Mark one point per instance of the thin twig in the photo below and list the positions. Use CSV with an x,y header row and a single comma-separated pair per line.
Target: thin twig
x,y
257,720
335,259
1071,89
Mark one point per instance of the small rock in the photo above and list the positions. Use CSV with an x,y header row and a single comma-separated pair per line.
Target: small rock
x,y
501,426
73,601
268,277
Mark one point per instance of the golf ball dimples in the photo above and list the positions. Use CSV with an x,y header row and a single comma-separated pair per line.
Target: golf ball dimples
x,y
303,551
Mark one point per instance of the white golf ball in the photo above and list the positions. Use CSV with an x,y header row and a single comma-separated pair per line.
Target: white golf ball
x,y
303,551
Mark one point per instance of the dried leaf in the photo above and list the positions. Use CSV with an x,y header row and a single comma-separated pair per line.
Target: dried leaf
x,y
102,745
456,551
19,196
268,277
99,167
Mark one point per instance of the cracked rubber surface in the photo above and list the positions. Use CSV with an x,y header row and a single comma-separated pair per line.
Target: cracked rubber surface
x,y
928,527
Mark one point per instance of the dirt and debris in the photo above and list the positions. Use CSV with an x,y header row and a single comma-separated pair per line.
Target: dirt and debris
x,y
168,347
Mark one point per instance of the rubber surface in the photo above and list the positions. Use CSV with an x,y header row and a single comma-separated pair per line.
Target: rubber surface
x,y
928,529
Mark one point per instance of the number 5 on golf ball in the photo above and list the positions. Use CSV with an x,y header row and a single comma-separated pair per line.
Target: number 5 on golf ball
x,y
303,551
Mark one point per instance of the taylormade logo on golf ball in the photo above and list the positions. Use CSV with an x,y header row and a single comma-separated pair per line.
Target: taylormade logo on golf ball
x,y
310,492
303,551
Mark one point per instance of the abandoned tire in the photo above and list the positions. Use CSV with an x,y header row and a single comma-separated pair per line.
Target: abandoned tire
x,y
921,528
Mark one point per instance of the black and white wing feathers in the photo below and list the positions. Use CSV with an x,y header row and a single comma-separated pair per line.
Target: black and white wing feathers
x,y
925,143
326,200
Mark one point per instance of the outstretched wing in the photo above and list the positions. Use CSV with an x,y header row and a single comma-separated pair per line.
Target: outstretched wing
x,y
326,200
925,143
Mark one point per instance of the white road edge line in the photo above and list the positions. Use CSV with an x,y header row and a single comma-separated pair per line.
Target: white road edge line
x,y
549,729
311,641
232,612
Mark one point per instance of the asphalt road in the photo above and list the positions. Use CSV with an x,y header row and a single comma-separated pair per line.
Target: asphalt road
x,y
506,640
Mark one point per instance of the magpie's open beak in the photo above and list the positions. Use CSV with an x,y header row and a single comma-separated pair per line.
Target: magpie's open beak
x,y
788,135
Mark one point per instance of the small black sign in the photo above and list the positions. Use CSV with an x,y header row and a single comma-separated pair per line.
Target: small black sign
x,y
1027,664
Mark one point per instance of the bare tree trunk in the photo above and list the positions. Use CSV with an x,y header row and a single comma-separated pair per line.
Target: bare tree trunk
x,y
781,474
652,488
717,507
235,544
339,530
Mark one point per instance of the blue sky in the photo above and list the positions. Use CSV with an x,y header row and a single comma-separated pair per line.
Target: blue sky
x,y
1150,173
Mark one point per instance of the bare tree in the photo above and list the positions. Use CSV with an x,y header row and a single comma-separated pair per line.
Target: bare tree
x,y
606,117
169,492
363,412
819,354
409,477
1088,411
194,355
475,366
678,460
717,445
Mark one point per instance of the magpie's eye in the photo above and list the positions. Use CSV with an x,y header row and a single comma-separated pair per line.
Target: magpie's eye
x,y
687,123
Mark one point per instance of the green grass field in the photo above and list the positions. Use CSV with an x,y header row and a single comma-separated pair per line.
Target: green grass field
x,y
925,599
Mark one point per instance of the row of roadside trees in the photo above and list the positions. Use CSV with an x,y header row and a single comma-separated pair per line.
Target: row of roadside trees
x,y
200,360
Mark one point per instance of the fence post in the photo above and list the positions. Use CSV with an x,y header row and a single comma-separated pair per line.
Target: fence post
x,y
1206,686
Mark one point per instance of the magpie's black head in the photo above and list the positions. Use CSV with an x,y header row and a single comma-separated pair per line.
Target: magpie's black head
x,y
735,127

• [Task statement] A precise copy of all the records is needed.

• [Answer section]
Mark one point per instance of the thin twig in the photo below and list the positions. Use CSV with an x,y header row and a single comma-separated pair per line.
Target: thin twig
x,y
257,720
335,259
1071,89
Mark one point per instance of the small rock in the photo above and list the positions. Use CSV with an x,y header row and a single comma-separated pair per line.
Target: small rock
x,y
501,426
73,601
268,277
Mark one point per instance of the golf ball dimples in the photo above and list the positions. Use CSV with an x,y header row and a single comma-separated pair per line.
Target: golf ball dimples
x,y
303,551
Mark one point per instance of the white golf ball in the photo above and list the positions. Use CSV with an x,y header row and a single comma-separated pair per line.
Target: white golf ball
x,y
303,551
Mark one point per instance of the dried leaf in the photo above and list the positions. Use CSV with an x,y header row and a single comma-separated pair per line.
Target: dried leaf
x,y
102,745
456,551
19,196
268,277
99,167
Mark one point per instance of the cracked rubber surface in the photo above and list the positions. Use CSV with an x,y header row and a single comma-separated pair per line.
Target: cracked rubber surface
x,y
928,527
Mark one point per instance of the dirt and debris in the photo above and list the positions. Use CSV with an x,y header row and a single comma-separated pair per line.
Target: dirt and debris
x,y
168,347
Mark one point per instance of the rubber surface in the photo above and list the positions. Use CSV with an x,y header row and a single comma-separated pair per line.
Target: rubber surface
x,y
928,529
Mark one point per instance of the number 5 on golf ball in the photo above and list the positions. Use CSV with an x,y header row and a single comma-separated pair per line.
Target: number 5 on golf ball
x,y
303,551
Mark one point per instance of the taylormade logo on golf ball in the photo above and list the positions. Use CSV with an x,y header row and a single comma-separated pair per line.
Target: taylormade logo on golf ball
x,y
310,492
303,551
Mark one point per instance of the abandoned tire in the photo above and list the positions. Use CSV with an x,y header row and a single comma-separated pair per line.
Target: abandoned tire
x,y
921,528
Mark one point per instance of the black and white wing feathers in the photo below and list the positions. Use CSV with an x,y header row and a single comma-separated pair per line.
Target: black and white wing feathers
x,y
925,143
326,200
Mark one point per instance of the outstretched wing in the photo above and list the positions. Use CSV with an x,y header row and a single comma-separated pair per line.
Target: outstretched wing
x,y
326,200
925,143
Mark one point per instance of the white road edge line in the photo above and list the positions. Use CSV with an x,y header row and a single comma-separated pair per line.
Target: white road edge line
x,y
549,729
311,641
232,612
Mark one point per instance of the asphalt road in the photo above and list the positions. Use CSV with an x,y header row and a single comma-separated pair per line.
Target: asphalt road
x,y
506,640
Mark one point per instance of the magpie's open beak in the photo above and list the positions. Use CSV with an x,y header row and a single comma-separated pair per line.
Target: magpie's open beak
x,y
788,135
Mark one point per instance of the small black sign in the photo above and list the positions. Use CSV with an x,y header row and a single comma-separated pair per line.
Target: small black sign
x,y
1027,664
Mark one point per instance of the bare tree trunk in the photo above and list the positions. Use CSV with an x,y header row and a single comma-separated pair per line.
Target: bare tree trunk
x,y
781,474
652,488
717,507
235,544
339,530
Mark one point per instance of the blue sky in the photo above and list the positions. Use CSV with an x,y header row and a single comma-separated pair per line.
Target: blue sky
x,y
1150,173
Mark one point per instance of the bare tree in the photo above and list the positions. Use CSV with an x,y header row and a single comma-separated pair per line.
Target: bare tree
x,y
606,117
169,492
363,412
819,354
409,477
1088,411
194,355
475,366
678,460
717,445
Mark one point per instance of the magpie's eye in the photo above and list the positions. Use CSV with an x,y header row and a single comma-separated pair per line.
Target: magpie's eye
x,y
687,123
Mark one point per instance of the green grass field in the photo above and list the positions. Use CSV with an x,y header row and a single comma-separated pair per line.
Target: green grass field
x,y
925,599
Mark one point per instance of the row of roadside trees in the photo above and list the positions. Use CSV with an x,y header row and a single comma-separated pair per line.
Target: row of roadside trees
x,y
200,360
Mark one point per instance of the fence post in the photo above and list the positions. Use CSV with an x,y header row and a single comma-separated pair per line.
Target: fence post
x,y
1206,686
Mark one point per instance of the magpie's black head in the photo above and list the positions. Use CSV with an x,y header row and a single comma-separated pair per line.
Target: magpie's black head
x,y
735,127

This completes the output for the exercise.